(Records from a data collection)
▼▼▼

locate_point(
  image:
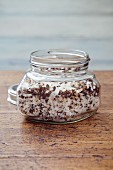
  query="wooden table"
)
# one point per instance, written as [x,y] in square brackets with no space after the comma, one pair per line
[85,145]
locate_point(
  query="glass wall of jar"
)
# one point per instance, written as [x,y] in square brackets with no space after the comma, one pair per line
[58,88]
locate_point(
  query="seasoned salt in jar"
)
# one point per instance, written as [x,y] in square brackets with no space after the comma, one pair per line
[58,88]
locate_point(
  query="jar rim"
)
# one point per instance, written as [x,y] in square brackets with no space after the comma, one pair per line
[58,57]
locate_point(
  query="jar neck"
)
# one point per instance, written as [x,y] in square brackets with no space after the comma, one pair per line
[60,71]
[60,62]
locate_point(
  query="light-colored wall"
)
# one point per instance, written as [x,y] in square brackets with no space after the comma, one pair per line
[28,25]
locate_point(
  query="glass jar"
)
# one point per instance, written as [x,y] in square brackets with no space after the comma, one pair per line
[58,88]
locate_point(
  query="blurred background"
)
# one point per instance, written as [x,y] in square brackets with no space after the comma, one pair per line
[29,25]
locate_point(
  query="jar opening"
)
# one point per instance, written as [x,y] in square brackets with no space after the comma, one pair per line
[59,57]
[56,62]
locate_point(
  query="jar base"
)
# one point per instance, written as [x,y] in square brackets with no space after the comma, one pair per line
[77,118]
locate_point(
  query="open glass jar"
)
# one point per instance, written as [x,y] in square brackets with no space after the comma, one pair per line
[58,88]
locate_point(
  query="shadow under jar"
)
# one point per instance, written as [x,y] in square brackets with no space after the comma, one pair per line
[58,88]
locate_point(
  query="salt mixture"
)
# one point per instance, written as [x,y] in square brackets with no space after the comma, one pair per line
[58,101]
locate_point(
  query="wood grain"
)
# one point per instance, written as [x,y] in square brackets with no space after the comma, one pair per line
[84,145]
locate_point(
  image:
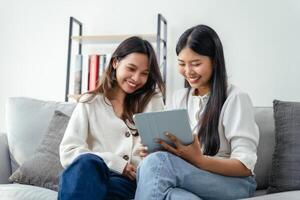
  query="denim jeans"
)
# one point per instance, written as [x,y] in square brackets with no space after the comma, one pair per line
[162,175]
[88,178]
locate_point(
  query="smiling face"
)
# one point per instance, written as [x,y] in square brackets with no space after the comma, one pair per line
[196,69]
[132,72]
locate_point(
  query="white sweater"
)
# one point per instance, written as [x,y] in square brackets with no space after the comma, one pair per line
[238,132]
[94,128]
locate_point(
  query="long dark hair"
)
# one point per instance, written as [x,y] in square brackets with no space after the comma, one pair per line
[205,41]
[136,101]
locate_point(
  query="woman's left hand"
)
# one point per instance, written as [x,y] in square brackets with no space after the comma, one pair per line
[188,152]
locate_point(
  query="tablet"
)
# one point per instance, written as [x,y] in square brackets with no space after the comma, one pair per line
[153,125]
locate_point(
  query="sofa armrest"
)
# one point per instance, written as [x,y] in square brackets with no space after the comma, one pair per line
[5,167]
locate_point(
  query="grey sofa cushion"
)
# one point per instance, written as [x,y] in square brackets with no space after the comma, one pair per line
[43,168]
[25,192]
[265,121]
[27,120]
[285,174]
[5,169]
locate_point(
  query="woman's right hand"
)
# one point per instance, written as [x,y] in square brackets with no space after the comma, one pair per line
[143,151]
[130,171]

▲▲▲
▼▼▼

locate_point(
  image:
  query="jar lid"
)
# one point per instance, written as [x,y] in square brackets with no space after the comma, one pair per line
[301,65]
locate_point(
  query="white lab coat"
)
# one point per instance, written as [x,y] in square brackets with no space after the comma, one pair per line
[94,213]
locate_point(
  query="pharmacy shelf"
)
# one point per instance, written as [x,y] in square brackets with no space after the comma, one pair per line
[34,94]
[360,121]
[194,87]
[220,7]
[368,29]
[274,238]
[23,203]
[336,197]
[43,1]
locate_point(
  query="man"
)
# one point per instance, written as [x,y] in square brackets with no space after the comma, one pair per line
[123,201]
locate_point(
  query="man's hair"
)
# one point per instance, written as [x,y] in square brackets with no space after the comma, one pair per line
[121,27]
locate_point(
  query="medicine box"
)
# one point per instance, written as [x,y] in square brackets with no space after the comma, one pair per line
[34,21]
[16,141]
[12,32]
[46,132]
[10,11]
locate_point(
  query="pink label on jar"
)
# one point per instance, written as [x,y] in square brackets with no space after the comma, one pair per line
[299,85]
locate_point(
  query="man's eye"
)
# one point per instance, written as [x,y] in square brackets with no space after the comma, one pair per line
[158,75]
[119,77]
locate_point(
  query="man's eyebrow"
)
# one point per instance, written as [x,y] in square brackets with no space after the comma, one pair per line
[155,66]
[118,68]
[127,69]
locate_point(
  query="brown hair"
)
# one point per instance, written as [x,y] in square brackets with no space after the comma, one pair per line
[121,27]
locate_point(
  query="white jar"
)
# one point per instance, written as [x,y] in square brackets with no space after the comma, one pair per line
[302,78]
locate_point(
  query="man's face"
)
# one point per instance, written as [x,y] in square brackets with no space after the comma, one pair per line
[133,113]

▲▲▲

= SET PROBLEM =
Pick out and copy each line of the material that contains the word "white".

= RESULT OF THE EXERCISE =
  query="white sweater"
  query="white lab coat"
  query="white jar"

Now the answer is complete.